He practised law in Massachusetts and served on the three-member Massachusetts Commission Against Discrimination, becoming, at the age of 27, the youngest person to be appointed a commissioner in the state’s history. While there, he was in charge of the case, which led to the Boston Red Sox, the last remaining all-white Major League Baseball Team, hiring its first black player.

In 1952, Carrington was elected NAACP’s Youth Council delegate to Senegal. Carrington organised for John F. Kennedy in 1960. In 1961, he came to Africa as one of the first overseas Directors of Peace Corps. He eventually became Peace Corps’ director for Africa. In 1967, he had the responsibility of evacuating young Americans as Biafran troops were advancing towards Benin City. He then served as Executive Vice President of African-American Institute from 1971 to 1979 and was also a member of Africare.

In 1980, Carrington served President Jimmy Carter as Ambassador to Senegal. In 1981, he was named Director of Department of International Affairs at Howard University. He also taught at Marquette University, Massachusetts Institute of Technology and Washington College, and from 1990 to 1991, acted as a consultant at the Joint Center for Political and Economic Studies. President Bill Clinton appointed him US Ambassador to Nigeria in 1993 and he arrived in Lagos a few months after the annulment of the June 12 election, subsequently opposing the abuses of Nigerian Head of State, General Sani Abacha.

He criticised Abacha’s regime, and campaigned vigorously for a return to democracy in Nigeria. Carrington rallied the diplomatic corps against the regime’s abuse of human rights and brutalisation of Nigerians, especially critics and pro-democracy activists. He went beyond diplomatic remits in his engagement with the Abacha regime and the struggle for military disengagement and enthronement of democratic government. Although his tenure ended in 1997, Carrington showed interest in the affairs of Nigeria till his last days on earth.

From 1997 to 1998, and again in 1999, Carrington worked as a fellow of Harvard University’s W.E.B. DuBois Institute. He was also a MacArthur Fellow in 1998. In 2004, he was named the first African-American Warburg Professor of International Relations at Simmons College in Boston.

While euologising Carrington’s virtues and how he helped secure civil rule in Nigeria, national leader of All Progressives Congress (APC), Asiwaju Bola Tinubu recounted the envoy’s contributions to the growth of democracy in the country.

In a tribute Tinubu titled: ‘Citizen of One Nation, Son of Two,’ the former governor of Lagos State said Carrington “openly and unconditionally championed the advent of democratic freedom and constitutional governance in the country.”

§ **Direction**
Extend the passage about Carrington, starting after its final sentence. The listing has no connection to the passage about Carrington.

§ **Dataset**
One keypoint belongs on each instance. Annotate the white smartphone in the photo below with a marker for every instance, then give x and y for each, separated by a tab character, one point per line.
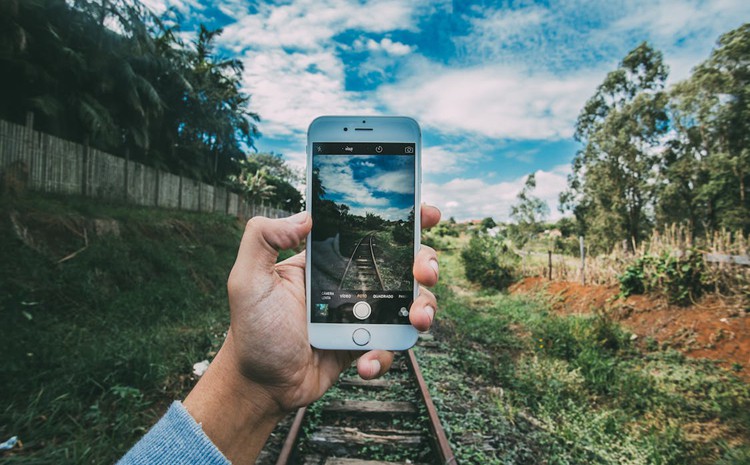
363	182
---
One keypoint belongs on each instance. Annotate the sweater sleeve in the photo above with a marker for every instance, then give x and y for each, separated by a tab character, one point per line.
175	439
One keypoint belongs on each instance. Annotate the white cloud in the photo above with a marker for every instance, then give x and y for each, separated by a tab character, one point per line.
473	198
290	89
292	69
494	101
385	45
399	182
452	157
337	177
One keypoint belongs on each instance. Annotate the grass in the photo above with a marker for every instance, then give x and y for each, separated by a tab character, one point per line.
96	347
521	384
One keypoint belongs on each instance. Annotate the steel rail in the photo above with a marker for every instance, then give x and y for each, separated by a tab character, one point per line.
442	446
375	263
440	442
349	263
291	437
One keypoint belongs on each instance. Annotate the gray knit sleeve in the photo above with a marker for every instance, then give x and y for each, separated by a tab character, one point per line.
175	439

§ **Result below**
Tinubu expressed gratitude to God for giving Nigeria Walter Carrington during the Abacha period, saying, Carrington came to Nigeria on a diplomatic assignment, but his true mission was even more sublime.

According to Tinubu, “Walter was both an African and an American. This identity he knew full well, for it shaped who he was and guided what he did. The best of both worlds was evident in him. This man may have been the citizen of one country but he was surely the brave and passionate son of two nations.

“Last month, I penned a tribute to Ambassador Carrington as Nigeria joined him in celebrating his 90th birthday. Little did any of us know that we would so soon have to say farewell to this outstanding example of courage amidst humility, of intellect teamed with compassion.

“Walter Carrington was a renowned scholar, author, and astute, innovative diplomat. These things are excellent, but they don’t tell the full picture. He was much more than that. He was a proud and noble black man who stood up for his convictions when it would have been easier to simply turn and look the other way.”

Tinubu further commended the late American diplomat for having the courage to live with Nigerians and also identify with the country during a troubled and uncertain time.

According to Tinubu, “We were in the clutches of an epic battle between democracy and dictatorship, between freedom and oppression, between enlightened progress and authoritarian reaction. Carrington could have maintained a diplomatic distance. He could have acted cozily with the Abacha regime. His life would have been less difficult and safer. But he eschewed personal comfort for the higher prize of a greater mission.

“He lent himself to the fight against repressive government. He openly and unconditionally championed the advent of democratic freedom and constitutional governance.”

He noted that without the courage and contributions of Carrington, “perhaps democracy might not have come when and as it did. Certainly, more of our democracy activists would have suffered and perhaps lost their lives but for his extraordinary intervention.”

In another tribute, the National Consultative Front (NCFront) also mourned Carrington, who it described as an unwavering associate and honorary patron. Declaring the late envoy a hero of Nigeria’s Democracy, NCFront’s Head, Public Affairs Bureau, Dr. Tanko Yunusa said Carrington greatly identified with Nigerian progressive democrats during the struggle for the restoration of the current democratic dispensation in Nigeria.

NCFront said, “He was a friend of the oppressed, who believed in the capacity of human beings of all races to govern themselves. He had an abiding faith in the capacity of all human beings – black or white, Jews, Hebrews, Caucasian, Africans, Asians and all races, to decide on who and how to be governed.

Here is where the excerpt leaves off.